-- start of INPUT MATERIAL --
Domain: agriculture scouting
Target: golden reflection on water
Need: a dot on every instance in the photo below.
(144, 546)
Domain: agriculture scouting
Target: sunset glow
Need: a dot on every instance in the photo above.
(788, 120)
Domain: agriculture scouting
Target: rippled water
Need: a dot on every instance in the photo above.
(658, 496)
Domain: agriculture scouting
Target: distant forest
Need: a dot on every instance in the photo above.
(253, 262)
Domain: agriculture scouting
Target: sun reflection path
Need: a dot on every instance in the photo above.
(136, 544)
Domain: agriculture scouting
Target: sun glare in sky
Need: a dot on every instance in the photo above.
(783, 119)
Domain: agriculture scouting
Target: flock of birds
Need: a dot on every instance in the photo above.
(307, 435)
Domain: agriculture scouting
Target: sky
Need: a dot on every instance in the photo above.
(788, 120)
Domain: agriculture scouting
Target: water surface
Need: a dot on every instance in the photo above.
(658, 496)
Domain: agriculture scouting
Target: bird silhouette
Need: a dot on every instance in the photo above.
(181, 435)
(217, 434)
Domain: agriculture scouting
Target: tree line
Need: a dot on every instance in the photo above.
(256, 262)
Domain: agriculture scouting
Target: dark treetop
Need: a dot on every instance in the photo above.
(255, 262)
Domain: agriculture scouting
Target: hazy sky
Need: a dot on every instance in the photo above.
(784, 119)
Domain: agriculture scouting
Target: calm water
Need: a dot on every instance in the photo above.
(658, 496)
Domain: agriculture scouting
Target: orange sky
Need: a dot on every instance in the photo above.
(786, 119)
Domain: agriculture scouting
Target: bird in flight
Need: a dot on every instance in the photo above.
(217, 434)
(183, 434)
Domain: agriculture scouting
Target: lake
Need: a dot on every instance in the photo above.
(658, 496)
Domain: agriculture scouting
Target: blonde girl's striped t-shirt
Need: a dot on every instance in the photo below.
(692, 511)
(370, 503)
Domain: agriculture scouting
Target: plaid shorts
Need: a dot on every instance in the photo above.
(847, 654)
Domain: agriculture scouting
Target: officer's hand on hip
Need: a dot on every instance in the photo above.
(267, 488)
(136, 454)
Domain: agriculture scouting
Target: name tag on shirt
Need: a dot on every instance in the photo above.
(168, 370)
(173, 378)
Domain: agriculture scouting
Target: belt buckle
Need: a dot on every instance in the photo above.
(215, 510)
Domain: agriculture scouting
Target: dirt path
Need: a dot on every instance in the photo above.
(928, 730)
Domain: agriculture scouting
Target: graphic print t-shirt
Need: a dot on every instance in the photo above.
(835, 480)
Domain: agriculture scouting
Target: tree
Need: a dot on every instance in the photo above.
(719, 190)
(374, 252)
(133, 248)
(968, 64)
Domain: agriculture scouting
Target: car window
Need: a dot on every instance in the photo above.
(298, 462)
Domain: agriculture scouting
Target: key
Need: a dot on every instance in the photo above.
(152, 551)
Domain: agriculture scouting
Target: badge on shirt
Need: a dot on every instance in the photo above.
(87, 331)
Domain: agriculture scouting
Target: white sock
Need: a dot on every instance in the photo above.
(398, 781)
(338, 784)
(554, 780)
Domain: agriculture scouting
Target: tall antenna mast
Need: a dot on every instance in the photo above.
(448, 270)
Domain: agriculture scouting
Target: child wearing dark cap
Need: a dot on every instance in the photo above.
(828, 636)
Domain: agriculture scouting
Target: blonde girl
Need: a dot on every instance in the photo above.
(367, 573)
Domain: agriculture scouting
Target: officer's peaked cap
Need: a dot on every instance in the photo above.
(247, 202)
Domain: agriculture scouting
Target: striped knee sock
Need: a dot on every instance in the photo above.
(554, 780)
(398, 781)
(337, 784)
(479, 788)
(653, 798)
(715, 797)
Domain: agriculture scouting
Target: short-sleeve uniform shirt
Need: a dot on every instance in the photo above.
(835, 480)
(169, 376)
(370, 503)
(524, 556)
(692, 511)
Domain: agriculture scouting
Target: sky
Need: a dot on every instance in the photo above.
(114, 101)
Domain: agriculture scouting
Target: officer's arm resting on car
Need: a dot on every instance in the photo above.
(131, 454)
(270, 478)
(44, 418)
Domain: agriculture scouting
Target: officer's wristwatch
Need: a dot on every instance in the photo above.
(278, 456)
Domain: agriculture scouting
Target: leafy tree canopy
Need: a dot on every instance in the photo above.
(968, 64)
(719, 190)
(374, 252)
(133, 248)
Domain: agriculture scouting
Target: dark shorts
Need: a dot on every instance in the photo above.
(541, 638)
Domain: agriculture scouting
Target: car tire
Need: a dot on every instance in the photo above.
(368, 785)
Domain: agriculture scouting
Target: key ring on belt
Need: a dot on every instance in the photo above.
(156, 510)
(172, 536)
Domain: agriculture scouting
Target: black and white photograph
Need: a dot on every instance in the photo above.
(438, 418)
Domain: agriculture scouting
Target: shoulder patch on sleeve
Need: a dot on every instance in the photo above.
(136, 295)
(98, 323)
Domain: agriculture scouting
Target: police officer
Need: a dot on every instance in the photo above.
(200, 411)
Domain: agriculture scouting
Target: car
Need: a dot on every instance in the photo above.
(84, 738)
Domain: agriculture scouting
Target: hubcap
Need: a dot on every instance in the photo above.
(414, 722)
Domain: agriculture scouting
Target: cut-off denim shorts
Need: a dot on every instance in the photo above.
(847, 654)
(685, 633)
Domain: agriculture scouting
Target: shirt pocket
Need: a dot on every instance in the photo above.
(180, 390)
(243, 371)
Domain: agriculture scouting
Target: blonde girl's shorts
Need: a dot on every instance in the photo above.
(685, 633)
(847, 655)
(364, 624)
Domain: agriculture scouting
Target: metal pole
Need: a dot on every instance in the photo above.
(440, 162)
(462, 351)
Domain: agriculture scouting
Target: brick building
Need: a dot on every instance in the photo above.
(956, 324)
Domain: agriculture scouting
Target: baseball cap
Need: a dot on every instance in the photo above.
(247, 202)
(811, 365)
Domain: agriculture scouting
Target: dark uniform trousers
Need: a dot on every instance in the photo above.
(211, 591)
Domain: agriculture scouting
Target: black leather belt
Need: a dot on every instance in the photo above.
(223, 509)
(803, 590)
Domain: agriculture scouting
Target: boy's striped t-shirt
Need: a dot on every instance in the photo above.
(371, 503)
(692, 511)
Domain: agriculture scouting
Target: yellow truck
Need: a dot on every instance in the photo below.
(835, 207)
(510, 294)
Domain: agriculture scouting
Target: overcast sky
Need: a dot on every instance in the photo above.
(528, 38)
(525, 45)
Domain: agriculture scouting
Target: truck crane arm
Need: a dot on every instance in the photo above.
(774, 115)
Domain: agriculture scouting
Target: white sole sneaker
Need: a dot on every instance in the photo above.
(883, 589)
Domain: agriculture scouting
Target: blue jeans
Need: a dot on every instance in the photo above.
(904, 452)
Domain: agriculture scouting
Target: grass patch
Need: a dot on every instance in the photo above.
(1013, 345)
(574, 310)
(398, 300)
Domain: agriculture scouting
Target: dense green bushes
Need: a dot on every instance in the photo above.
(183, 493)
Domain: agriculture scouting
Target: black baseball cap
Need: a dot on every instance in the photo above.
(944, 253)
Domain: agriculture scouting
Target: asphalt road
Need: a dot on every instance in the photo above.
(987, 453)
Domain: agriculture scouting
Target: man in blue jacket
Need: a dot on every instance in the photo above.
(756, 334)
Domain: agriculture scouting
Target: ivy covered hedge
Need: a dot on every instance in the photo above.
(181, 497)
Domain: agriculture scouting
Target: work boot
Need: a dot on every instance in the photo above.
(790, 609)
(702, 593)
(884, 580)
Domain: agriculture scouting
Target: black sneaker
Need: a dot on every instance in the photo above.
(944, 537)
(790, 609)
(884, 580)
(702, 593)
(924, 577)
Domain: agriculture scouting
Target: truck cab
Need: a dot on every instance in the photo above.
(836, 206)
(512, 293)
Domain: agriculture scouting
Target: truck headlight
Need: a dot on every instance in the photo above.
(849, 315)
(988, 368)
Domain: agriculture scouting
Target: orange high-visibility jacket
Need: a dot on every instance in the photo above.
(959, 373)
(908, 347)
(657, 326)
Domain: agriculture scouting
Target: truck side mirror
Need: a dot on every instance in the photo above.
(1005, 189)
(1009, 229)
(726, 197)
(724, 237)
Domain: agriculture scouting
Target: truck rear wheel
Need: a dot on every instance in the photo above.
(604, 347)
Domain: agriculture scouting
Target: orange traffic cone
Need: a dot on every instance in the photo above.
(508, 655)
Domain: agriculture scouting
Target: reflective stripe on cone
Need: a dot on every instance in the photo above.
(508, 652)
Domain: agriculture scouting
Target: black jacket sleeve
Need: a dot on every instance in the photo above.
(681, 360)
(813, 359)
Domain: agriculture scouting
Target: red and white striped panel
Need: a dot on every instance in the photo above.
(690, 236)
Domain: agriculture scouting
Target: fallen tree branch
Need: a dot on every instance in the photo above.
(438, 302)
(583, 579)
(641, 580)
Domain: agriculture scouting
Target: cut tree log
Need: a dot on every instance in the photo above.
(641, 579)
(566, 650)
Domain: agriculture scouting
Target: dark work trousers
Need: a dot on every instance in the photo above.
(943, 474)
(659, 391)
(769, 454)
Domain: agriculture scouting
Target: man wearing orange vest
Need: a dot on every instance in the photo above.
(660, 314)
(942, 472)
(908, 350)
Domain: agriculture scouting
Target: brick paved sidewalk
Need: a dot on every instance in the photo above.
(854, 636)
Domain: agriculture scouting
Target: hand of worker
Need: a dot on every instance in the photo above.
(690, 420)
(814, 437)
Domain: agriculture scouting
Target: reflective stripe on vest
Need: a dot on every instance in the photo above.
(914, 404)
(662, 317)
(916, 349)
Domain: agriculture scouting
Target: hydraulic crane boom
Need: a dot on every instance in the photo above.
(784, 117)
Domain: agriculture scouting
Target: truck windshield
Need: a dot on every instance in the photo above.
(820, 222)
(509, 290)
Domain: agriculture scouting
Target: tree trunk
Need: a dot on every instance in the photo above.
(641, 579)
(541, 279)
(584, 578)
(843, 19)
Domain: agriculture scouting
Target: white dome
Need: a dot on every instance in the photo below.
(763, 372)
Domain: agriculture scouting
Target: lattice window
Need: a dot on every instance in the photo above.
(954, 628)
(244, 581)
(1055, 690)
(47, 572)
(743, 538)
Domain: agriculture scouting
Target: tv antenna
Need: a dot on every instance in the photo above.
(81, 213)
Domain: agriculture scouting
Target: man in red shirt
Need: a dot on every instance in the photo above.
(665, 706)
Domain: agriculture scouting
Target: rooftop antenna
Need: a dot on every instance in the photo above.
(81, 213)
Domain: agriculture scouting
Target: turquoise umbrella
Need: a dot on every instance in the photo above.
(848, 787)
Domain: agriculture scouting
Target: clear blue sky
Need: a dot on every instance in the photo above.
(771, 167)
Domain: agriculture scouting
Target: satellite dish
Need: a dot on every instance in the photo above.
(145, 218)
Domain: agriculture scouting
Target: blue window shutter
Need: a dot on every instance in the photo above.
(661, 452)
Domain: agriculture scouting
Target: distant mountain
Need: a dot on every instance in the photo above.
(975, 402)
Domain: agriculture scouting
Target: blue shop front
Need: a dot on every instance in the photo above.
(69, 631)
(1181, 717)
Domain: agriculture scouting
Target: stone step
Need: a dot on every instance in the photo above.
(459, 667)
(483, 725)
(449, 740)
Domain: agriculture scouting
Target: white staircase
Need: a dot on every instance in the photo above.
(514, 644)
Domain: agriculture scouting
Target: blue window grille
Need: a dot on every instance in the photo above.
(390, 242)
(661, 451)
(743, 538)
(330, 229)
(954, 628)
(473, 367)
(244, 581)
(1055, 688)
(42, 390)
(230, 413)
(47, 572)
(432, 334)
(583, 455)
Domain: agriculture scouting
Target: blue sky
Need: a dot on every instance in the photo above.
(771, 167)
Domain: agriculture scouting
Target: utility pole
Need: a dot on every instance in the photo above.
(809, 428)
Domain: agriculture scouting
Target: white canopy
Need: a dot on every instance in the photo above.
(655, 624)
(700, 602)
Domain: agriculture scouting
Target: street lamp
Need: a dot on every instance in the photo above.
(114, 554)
-- end of INPUT MATERIAL --
THE REQUEST> Find every line in the rows above that contains the word "distant", and copy each of those lines.

REPLY>
Target: distant forest
Target: distant mountain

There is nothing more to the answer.